_Supplied material_.
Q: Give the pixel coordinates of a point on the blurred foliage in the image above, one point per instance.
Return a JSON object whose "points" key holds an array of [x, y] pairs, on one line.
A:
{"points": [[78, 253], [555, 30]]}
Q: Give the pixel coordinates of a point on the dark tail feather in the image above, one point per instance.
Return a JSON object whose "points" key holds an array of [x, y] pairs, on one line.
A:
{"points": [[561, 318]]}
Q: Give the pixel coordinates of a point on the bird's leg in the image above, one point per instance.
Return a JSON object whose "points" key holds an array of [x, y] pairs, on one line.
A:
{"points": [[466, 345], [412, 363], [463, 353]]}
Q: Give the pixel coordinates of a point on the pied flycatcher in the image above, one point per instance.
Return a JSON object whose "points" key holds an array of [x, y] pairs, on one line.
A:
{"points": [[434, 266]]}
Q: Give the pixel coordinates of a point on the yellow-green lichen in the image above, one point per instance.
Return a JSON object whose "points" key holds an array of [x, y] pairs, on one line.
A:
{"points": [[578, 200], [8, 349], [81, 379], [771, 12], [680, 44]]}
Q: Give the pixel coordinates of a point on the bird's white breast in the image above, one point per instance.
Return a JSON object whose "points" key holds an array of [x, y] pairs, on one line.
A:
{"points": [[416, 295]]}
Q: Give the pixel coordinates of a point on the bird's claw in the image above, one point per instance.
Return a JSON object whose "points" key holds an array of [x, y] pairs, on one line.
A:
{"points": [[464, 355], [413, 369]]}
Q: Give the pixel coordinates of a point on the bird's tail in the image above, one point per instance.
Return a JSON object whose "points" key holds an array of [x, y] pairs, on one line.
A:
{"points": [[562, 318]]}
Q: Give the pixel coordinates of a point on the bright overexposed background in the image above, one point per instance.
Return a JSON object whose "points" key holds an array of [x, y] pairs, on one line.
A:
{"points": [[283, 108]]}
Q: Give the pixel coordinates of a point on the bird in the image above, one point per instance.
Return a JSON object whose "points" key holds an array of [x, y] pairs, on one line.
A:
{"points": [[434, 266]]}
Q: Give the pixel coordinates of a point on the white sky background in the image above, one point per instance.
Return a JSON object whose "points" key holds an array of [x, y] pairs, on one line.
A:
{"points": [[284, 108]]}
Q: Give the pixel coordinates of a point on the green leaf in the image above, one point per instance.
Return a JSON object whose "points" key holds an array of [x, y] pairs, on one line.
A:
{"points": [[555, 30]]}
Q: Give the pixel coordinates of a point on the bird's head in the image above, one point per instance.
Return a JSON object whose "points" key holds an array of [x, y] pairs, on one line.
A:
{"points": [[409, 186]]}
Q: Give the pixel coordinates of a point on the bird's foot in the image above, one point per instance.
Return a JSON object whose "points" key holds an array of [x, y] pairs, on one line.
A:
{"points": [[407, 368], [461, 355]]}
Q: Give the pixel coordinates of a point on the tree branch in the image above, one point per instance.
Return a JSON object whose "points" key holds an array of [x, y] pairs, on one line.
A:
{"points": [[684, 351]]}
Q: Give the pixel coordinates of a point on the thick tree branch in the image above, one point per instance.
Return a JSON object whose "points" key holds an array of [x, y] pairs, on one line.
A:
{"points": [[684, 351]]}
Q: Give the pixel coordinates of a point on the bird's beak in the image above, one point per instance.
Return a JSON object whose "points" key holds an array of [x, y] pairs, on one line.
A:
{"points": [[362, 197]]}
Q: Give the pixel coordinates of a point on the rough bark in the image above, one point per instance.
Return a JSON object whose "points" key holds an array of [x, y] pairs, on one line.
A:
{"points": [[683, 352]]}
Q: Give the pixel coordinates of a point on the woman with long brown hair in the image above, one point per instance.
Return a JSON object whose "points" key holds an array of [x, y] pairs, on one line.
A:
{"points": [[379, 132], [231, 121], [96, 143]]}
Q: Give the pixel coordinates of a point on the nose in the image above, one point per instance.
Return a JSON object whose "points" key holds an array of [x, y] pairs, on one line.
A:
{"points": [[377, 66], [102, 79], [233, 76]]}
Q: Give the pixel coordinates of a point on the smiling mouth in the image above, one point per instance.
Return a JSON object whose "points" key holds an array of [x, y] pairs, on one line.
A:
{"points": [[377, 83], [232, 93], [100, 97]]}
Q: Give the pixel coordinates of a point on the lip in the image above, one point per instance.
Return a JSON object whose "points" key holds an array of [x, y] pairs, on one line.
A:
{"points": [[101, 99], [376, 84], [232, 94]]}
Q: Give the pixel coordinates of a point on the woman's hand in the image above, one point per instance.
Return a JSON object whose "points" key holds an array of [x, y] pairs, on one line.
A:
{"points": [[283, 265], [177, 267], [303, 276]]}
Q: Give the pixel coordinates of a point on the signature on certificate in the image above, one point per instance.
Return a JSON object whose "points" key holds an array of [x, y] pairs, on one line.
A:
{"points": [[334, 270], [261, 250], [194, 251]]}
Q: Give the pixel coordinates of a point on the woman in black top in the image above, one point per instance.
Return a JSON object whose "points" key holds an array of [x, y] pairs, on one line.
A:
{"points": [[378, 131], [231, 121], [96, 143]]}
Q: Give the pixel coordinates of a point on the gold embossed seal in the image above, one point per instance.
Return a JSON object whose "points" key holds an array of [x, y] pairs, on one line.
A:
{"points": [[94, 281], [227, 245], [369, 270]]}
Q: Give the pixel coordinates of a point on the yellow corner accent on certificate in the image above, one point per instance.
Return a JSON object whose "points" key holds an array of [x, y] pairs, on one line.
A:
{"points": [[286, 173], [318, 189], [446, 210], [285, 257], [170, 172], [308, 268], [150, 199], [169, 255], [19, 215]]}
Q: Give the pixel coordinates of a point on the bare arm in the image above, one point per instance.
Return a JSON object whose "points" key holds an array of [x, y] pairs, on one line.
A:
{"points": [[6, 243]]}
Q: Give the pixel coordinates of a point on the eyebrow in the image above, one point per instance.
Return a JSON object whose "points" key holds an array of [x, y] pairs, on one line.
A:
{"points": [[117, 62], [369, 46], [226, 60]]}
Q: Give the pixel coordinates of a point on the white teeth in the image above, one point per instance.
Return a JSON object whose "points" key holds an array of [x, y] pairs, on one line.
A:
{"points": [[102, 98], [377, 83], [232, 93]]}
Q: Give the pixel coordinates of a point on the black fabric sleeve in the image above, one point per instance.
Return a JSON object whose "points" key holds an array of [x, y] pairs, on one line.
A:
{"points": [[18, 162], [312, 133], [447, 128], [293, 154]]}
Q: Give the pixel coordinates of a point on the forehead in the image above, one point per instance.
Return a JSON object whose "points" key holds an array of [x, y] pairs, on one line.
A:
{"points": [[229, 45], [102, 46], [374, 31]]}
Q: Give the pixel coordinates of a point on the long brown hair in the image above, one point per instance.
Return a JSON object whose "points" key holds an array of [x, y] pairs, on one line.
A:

_What you have to do_.
Among the lines above, count those that include the word "certificate". Give only the result.

_Answer to the exercise_.
2